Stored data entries
*-*-*
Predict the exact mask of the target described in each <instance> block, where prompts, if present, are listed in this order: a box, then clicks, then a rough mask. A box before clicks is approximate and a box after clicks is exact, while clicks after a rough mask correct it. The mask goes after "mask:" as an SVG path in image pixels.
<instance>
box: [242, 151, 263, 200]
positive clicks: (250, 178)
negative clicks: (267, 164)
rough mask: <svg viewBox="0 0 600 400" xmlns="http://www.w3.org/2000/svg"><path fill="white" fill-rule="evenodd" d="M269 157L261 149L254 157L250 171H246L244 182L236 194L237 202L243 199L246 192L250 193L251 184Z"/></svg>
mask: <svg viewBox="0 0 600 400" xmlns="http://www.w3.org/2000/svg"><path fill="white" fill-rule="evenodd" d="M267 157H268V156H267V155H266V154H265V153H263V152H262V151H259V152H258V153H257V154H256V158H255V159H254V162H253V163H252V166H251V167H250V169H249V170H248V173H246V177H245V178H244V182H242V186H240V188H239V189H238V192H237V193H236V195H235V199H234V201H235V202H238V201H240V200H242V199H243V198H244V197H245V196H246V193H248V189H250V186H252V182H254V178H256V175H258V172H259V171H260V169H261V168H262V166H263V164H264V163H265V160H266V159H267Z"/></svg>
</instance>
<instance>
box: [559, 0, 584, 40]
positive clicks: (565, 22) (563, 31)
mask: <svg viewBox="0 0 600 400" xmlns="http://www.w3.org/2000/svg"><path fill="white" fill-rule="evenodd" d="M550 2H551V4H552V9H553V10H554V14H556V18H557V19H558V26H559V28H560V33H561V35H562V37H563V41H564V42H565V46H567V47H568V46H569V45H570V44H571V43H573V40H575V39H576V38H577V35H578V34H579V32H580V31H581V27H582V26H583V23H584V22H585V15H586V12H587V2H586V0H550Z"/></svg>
*-*-*
◆ Assignment ◆
Transcribe the lines of the data above, starting at the line that contains "</instance>" and ending at the last line of the data, with both ends included.

◆ Response below ◆
</instance>
<instance>
box: [559, 0, 584, 40]
positive clicks: (565, 22) (563, 31)
mask: <svg viewBox="0 0 600 400" xmlns="http://www.w3.org/2000/svg"><path fill="white" fill-rule="evenodd" d="M550 2H551V4H552V9H553V10H554V14H556V18H557V19H558V26H559V28H560V33H561V35H562V37H563V41H564V42H565V46H567V47H568V46H569V45H570V44H571V43H573V40H575V39H576V38H577V35H578V34H579V32H580V31H581V27H582V26H583V23H584V22H585V15H586V12H587V2H586V0H550Z"/></svg>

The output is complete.